### Provided information:
- - - - - - -

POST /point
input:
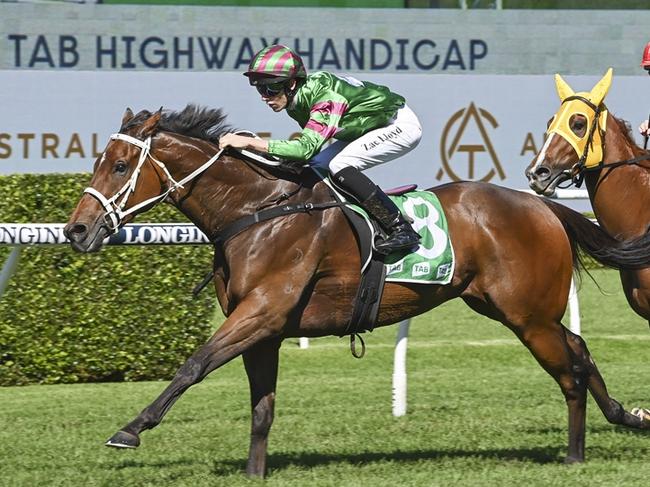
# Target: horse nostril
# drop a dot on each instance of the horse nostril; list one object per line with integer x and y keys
{"x": 542, "y": 173}
{"x": 75, "y": 231}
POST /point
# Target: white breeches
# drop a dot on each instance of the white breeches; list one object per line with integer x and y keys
{"x": 384, "y": 144}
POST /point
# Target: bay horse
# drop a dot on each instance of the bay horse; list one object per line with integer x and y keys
{"x": 616, "y": 172}
{"x": 296, "y": 275}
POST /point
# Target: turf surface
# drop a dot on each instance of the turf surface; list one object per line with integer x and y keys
{"x": 480, "y": 412}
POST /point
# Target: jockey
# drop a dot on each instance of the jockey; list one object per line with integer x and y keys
{"x": 372, "y": 125}
{"x": 645, "y": 64}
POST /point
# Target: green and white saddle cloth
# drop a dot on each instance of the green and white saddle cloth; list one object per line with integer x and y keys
{"x": 433, "y": 261}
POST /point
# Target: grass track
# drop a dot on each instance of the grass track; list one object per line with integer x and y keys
{"x": 480, "y": 412}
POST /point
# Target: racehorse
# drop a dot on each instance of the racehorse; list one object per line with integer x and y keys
{"x": 296, "y": 275}
{"x": 586, "y": 142}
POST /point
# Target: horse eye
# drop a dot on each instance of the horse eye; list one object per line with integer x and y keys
{"x": 120, "y": 167}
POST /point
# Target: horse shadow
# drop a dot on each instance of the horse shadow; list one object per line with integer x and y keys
{"x": 282, "y": 461}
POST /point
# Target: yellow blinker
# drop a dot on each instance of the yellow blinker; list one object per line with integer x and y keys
{"x": 560, "y": 123}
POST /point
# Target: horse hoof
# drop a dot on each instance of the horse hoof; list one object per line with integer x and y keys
{"x": 642, "y": 414}
{"x": 571, "y": 460}
{"x": 122, "y": 439}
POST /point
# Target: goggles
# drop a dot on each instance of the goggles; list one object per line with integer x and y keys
{"x": 270, "y": 90}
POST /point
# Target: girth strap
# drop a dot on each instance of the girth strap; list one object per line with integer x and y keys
{"x": 268, "y": 214}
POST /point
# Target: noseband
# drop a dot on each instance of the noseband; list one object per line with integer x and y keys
{"x": 116, "y": 204}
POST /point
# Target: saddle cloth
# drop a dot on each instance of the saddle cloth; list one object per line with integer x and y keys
{"x": 433, "y": 260}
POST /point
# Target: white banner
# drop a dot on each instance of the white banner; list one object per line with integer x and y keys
{"x": 484, "y": 128}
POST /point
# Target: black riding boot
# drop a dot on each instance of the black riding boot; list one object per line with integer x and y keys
{"x": 400, "y": 234}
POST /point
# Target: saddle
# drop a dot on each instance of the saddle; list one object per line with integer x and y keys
{"x": 373, "y": 271}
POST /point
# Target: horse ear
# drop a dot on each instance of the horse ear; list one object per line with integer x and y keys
{"x": 563, "y": 89}
{"x": 128, "y": 115}
{"x": 599, "y": 92}
{"x": 150, "y": 125}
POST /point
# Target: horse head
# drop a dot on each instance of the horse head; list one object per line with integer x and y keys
{"x": 574, "y": 137}
{"x": 129, "y": 177}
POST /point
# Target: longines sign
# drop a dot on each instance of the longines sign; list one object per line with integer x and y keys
{"x": 483, "y": 128}
{"x": 130, "y": 234}
{"x": 53, "y": 36}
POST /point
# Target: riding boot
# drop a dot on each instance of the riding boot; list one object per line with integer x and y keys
{"x": 400, "y": 234}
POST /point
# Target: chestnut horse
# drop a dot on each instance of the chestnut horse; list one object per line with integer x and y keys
{"x": 616, "y": 172}
{"x": 297, "y": 275}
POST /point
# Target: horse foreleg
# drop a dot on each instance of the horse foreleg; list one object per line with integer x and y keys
{"x": 550, "y": 348}
{"x": 261, "y": 364}
{"x": 246, "y": 327}
{"x": 610, "y": 407}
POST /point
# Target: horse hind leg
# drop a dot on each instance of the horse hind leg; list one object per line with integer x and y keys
{"x": 610, "y": 407}
{"x": 261, "y": 364}
{"x": 548, "y": 344}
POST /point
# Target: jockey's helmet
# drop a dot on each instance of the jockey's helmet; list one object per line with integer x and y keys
{"x": 275, "y": 64}
{"x": 645, "y": 60}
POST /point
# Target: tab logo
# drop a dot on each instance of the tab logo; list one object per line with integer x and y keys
{"x": 395, "y": 268}
{"x": 422, "y": 269}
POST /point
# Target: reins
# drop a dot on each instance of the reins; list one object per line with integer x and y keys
{"x": 115, "y": 212}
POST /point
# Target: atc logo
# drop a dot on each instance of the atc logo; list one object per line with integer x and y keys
{"x": 464, "y": 129}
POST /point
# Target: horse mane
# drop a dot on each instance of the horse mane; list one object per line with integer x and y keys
{"x": 193, "y": 120}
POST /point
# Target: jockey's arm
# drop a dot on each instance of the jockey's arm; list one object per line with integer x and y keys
{"x": 241, "y": 142}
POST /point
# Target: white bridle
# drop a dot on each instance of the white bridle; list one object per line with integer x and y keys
{"x": 115, "y": 210}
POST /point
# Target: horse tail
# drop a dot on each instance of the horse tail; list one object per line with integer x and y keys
{"x": 597, "y": 243}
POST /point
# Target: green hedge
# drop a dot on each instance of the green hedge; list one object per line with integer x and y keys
{"x": 125, "y": 313}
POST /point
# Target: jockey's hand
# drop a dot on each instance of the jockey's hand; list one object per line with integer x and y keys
{"x": 241, "y": 142}
{"x": 235, "y": 141}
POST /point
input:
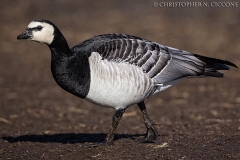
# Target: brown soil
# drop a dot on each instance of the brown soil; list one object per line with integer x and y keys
{"x": 196, "y": 119}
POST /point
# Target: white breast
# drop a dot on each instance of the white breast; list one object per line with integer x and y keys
{"x": 117, "y": 85}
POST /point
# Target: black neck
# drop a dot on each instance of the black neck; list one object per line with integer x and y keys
{"x": 59, "y": 47}
{"x": 70, "y": 70}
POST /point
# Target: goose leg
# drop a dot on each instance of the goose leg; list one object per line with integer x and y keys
{"x": 152, "y": 133}
{"x": 110, "y": 136}
{"x": 115, "y": 121}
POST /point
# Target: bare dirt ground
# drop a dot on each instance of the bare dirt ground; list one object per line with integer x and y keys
{"x": 196, "y": 119}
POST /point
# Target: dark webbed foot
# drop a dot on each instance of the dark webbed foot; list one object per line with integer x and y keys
{"x": 152, "y": 133}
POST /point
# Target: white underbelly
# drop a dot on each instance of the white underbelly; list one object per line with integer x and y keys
{"x": 117, "y": 85}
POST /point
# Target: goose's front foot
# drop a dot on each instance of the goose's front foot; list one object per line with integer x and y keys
{"x": 150, "y": 137}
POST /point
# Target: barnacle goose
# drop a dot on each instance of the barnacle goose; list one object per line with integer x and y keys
{"x": 118, "y": 70}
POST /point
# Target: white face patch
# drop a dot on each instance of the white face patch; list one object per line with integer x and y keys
{"x": 45, "y": 35}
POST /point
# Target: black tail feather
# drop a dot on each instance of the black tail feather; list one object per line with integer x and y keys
{"x": 213, "y": 65}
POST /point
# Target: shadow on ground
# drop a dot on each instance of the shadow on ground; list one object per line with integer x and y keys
{"x": 70, "y": 138}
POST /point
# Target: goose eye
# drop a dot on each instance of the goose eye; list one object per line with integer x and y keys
{"x": 39, "y": 28}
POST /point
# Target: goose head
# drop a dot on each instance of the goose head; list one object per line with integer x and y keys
{"x": 41, "y": 31}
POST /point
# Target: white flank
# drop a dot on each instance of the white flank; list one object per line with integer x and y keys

- - - - - - -

### Instructions for the task:
Wherever the string "flank" appears in a line of the records above, copy that line.

### Written answer:
# Target: white flank
# drop a dot on each instance of the white flank; list one object per line with integer x and y keys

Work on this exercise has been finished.